Report how many lines in the entries below hold the word "water". Your answer is that number alone.
** Material for this exercise follows **
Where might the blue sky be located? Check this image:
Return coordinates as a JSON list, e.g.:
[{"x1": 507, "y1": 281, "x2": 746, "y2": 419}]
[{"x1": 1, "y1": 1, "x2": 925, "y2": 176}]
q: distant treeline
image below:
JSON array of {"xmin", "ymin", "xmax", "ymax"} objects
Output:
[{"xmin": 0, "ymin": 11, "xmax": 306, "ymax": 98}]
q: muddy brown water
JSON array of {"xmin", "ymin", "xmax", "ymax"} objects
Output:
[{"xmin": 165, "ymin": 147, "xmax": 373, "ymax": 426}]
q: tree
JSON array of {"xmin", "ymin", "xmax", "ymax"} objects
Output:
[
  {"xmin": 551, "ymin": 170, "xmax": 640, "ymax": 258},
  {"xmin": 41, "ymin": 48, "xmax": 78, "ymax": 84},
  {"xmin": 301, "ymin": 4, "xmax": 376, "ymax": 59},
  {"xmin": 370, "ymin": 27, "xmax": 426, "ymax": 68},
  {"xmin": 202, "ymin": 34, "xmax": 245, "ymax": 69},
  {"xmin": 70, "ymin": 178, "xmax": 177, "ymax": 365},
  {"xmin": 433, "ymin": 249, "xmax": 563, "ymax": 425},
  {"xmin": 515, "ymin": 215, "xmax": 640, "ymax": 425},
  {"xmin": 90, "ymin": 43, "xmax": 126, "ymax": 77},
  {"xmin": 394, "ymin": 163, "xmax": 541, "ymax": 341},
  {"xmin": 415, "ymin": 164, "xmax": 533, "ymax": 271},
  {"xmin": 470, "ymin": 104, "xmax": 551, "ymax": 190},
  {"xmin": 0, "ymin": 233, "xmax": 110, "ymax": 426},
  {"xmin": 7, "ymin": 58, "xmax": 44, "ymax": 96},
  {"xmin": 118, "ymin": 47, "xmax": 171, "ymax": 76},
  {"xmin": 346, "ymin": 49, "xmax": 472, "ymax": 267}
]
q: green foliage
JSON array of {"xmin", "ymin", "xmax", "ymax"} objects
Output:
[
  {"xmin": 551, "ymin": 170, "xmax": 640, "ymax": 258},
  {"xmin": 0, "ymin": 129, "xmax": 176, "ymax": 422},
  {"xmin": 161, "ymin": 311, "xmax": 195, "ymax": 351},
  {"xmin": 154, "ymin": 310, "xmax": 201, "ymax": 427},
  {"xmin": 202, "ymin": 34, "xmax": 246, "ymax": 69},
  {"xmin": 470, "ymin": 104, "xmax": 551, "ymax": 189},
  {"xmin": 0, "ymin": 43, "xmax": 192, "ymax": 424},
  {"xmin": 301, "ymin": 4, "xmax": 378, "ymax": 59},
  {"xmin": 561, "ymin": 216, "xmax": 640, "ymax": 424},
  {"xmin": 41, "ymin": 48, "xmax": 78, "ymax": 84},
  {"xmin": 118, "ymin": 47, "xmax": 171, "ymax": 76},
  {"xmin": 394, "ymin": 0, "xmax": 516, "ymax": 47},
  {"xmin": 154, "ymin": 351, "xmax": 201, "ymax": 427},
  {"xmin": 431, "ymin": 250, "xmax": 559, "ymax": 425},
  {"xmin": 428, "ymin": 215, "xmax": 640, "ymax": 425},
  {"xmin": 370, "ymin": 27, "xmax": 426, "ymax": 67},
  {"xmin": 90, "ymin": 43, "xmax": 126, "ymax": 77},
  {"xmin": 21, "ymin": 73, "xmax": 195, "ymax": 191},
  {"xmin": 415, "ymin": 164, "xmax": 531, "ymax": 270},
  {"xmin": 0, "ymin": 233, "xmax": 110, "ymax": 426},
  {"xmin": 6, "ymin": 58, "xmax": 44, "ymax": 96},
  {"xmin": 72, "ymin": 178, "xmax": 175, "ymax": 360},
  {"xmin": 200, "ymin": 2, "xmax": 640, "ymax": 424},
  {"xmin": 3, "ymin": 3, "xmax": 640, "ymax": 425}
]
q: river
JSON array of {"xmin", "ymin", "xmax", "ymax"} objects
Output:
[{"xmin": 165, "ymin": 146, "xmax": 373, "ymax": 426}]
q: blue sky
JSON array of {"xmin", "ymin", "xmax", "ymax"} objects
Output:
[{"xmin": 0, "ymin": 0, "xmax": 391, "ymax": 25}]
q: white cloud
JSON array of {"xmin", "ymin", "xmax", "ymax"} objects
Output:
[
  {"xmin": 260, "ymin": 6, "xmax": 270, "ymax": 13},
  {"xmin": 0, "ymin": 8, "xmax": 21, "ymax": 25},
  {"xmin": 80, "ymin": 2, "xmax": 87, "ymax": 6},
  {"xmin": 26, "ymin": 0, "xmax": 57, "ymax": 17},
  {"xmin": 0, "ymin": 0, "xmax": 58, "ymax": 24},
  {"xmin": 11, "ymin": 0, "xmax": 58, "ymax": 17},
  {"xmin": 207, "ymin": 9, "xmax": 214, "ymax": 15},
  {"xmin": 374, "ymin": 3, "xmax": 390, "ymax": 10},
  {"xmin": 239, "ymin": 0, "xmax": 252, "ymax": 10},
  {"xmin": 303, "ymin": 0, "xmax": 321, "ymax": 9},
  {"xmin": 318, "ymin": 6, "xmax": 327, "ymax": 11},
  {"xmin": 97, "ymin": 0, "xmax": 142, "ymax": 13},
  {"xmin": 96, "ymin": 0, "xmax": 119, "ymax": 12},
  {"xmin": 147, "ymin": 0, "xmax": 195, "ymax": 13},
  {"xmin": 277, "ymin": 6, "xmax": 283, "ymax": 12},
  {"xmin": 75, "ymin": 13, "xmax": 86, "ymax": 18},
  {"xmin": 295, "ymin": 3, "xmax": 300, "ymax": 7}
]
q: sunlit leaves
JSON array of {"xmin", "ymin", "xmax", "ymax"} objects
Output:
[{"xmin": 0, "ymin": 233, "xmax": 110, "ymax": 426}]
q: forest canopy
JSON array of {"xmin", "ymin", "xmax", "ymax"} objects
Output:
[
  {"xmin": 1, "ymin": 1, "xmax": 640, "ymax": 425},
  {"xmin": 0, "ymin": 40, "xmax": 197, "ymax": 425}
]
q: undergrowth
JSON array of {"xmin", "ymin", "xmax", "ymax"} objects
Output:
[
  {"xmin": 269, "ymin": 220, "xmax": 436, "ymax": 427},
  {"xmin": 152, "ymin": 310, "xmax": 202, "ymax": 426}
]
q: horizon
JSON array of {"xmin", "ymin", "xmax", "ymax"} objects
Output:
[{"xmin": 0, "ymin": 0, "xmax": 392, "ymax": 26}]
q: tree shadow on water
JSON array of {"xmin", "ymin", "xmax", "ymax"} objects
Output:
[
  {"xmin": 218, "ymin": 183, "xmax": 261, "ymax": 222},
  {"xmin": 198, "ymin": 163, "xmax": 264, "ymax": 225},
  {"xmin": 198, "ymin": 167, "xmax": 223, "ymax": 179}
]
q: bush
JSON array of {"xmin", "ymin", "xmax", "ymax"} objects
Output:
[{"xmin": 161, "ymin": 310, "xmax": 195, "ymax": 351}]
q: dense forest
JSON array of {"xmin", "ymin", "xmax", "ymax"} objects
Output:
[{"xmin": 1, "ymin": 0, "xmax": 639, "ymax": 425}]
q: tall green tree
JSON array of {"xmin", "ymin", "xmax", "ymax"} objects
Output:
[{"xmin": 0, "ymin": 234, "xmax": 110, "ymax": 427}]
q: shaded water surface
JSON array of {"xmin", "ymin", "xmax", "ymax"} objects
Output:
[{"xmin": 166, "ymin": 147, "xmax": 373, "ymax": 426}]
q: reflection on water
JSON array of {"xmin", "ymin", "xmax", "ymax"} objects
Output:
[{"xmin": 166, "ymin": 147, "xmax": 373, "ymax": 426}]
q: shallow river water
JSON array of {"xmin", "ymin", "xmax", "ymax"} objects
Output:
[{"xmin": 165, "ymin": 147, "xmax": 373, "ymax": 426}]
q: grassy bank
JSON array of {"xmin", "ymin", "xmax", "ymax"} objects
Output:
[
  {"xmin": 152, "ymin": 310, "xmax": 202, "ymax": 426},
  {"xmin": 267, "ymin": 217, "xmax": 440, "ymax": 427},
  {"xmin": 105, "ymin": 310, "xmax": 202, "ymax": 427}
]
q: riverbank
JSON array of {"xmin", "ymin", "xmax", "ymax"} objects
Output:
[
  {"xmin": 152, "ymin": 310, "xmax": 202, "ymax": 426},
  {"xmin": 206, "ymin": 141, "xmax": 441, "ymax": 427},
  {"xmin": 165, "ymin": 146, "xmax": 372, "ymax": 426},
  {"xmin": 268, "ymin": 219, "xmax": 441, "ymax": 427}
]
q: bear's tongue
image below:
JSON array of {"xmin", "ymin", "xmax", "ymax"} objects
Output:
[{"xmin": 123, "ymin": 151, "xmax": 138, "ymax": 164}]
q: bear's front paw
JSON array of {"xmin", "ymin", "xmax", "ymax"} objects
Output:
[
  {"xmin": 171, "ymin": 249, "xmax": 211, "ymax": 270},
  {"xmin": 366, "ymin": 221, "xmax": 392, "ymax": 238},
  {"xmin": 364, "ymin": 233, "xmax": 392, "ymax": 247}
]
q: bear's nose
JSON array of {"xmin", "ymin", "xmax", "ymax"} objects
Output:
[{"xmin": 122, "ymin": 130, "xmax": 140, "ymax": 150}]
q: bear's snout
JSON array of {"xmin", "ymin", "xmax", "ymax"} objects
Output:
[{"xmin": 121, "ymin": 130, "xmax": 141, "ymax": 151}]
** End of Material for this exercise **
_Exercise response:_
5